Exercise data: Begin

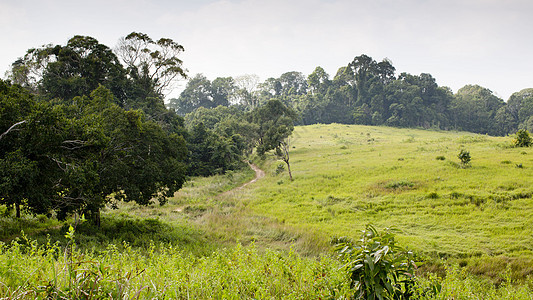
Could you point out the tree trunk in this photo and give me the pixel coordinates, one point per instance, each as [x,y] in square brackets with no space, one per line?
[97,218]
[289,169]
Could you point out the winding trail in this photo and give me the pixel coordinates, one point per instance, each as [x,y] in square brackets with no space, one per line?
[258,175]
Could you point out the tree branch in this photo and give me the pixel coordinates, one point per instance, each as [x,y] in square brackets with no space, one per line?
[11,128]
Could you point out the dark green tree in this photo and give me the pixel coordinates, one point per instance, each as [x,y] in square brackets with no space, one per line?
[275,122]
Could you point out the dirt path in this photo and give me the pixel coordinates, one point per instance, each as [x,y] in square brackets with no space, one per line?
[258,175]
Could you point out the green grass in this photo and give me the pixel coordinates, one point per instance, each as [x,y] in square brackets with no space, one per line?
[470,225]
[348,176]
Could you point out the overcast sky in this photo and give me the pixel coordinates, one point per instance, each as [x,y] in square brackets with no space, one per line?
[459,42]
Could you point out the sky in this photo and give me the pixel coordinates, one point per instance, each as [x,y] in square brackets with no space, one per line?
[459,42]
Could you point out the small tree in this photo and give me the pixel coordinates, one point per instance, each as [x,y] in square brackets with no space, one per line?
[465,158]
[522,139]
[378,268]
[282,151]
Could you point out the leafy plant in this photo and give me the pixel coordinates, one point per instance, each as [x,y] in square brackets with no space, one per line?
[378,268]
[465,157]
[522,139]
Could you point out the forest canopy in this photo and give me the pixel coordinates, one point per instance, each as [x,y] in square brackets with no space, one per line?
[83,125]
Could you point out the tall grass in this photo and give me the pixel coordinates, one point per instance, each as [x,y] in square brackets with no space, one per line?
[32,271]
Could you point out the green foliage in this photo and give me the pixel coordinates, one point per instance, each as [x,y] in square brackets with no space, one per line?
[77,155]
[29,270]
[378,268]
[464,157]
[276,123]
[522,139]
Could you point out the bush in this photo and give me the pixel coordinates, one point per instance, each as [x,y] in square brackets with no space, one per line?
[522,139]
[377,267]
[465,157]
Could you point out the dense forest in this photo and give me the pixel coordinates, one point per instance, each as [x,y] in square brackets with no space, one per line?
[83,125]
[367,92]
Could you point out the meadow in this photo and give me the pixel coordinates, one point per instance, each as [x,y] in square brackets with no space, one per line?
[469,226]
[410,180]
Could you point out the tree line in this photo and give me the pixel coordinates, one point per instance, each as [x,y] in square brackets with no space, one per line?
[370,93]
[83,125]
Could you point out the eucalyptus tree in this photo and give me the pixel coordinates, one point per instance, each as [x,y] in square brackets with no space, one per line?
[153,65]
[75,69]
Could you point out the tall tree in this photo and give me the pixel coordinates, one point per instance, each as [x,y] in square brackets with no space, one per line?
[72,70]
[154,66]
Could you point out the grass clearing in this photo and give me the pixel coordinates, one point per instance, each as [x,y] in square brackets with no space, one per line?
[471,225]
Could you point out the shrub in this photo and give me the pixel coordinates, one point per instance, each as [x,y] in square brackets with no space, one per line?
[465,157]
[377,267]
[522,139]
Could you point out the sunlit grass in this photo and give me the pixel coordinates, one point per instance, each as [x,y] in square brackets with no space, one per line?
[411,180]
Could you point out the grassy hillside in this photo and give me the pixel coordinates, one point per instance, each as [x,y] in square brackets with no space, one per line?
[271,238]
[411,180]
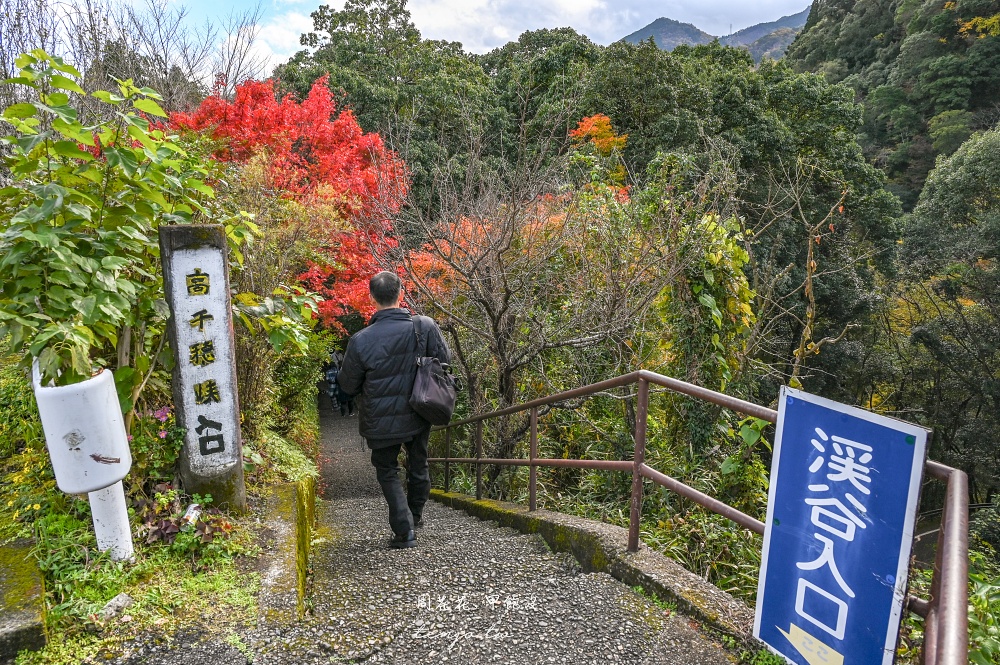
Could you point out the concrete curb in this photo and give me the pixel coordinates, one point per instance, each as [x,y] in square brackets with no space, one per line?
[290,518]
[22,606]
[601,547]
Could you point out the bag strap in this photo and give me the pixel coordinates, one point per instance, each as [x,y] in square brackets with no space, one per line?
[417,329]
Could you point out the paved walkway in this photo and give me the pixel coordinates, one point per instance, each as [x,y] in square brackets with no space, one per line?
[471,592]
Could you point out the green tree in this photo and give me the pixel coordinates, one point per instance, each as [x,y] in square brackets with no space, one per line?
[952,300]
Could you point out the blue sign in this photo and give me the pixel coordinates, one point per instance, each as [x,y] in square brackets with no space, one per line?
[840,513]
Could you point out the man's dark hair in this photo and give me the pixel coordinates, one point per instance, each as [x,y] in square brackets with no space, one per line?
[385,288]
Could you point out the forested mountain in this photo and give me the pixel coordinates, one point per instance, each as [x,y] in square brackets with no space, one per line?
[928,78]
[772,45]
[748,36]
[764,39]
[669,34]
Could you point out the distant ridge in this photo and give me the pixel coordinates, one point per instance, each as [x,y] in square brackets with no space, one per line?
[769,39]
[669,34]
[748,36]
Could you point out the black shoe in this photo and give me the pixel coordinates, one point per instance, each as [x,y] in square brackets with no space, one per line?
[402,542]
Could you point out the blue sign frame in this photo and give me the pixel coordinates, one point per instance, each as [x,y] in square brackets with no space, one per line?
[840,515]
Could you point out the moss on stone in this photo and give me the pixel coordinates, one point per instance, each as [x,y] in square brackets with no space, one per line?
[22,612]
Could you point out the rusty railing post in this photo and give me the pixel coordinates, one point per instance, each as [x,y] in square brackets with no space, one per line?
[532,454]
[642,410]
[447,456]
[951,595]
[479,456]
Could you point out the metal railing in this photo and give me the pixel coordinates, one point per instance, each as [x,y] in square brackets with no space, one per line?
[946,612]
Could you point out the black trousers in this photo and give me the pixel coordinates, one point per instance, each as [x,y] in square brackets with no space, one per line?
[405,508]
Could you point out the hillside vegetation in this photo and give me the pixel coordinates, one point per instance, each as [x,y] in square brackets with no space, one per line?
[568,213]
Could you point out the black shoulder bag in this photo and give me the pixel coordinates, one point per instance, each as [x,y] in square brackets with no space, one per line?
[434,388]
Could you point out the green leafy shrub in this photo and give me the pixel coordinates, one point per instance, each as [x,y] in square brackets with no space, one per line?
[19,425]
[80,259]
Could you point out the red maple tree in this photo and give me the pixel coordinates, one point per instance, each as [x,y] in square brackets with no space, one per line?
[319,156]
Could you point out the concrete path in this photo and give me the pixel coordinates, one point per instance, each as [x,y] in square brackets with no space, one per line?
[471,592]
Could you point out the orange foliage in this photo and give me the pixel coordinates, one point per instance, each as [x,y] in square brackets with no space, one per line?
[596,129]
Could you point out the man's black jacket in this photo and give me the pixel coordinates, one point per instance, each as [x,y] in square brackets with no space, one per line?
[380,363]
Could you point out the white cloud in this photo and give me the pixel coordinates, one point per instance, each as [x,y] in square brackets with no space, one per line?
[482,25]
[279,35]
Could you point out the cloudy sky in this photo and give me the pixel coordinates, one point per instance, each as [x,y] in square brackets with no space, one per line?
[481,25]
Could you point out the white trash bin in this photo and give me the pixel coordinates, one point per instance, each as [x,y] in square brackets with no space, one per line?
[88,446]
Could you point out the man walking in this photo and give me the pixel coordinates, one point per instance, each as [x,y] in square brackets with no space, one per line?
[380,363]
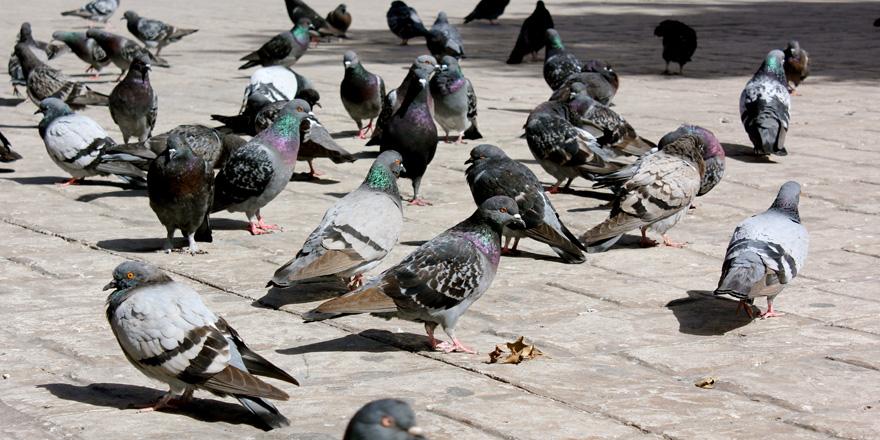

Exercise data: End

_Exercise requirements_
The lines from the one holding "Could you point out the green leafy" through the end of the entries are to be transcribed exactly, both ends included, with the pictures left out.

_Finished exercise_
Could you point out the green leafy shrub in this photo and give me the pixel coordinates, one point per instance, each as [x,y] in square brackets with no space, one per line?
[19,425]
[80,259]
Could you point out the red maple tree in this photo and give me the pixel coordinates, one point per instance, each as [x,y] in square brackets with no space, one per line?
[319,156]
Could you point out the concrete path in this photo and give me the pixel coordinates, one point per instance, each as [x,y] in square brackets with no space, one per line?
[471,592]
Could you point out the orange foliage in this photo and give me the pixel coordinates, one point per instance, each as [x,y] in square brackets with no space, one per line?
[596,129]
Could you point out the man's black jacket in this photo and give me the pixel coordinates, one point per instance, each as [x,y] in square brackets with no space, one per line?
[380,363]
Could you point out the white cloud in this photo and give me the pixel coordinates, one point per instance, each as [x,y] in square brackets with no space, one per line?
[482,25]
[279,35]
Could you point out the cloudy sky in this photo and give me the pixel coordinates, one point per instance, each as [x,y] in square brackets with no space, one per line?
[481,25]
Could you point out the white trash bin in this photo and give me the pixel coordinates, one point per instance, each as [x,y] in square brackets with no space, one per line?
[88,446]
Could you point out the man walking in this photo and give me the pixel coordinates, one point per instance, each as [x,y] in square brackets with no space, one per line?
[380,363]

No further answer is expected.